--- begin STORED RECORDS ---
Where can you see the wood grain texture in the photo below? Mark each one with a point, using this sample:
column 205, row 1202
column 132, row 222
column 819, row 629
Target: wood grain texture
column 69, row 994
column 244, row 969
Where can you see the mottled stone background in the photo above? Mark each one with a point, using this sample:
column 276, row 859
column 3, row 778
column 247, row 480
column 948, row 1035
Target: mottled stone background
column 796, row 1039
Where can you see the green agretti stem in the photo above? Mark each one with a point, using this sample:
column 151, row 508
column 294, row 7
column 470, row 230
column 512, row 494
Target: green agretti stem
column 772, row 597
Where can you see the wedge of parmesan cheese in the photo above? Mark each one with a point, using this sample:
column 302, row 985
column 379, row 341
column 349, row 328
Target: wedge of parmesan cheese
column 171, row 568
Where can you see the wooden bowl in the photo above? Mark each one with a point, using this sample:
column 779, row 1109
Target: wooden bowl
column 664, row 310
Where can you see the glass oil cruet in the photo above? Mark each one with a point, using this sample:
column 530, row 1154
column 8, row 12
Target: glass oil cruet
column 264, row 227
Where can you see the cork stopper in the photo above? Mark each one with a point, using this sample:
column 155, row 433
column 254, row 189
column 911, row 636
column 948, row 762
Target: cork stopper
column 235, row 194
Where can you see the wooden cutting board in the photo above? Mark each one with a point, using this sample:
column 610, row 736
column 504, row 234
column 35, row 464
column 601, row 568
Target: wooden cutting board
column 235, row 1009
--- end STORED RECORDS ---
[DO THIS] Please write out again, word for word, the lines above from the very first one through the line that contains "column 244, row 969", both ends included.

[EXERCISE RESPONSE]
Where can you see the wood grain texture in the photo below? Mark each one with a point, using this sample:
column 205, row 1202
column 132, row 222
column 819, row 629
Target: wood grain texture
column 69, row 994
column 244, row 969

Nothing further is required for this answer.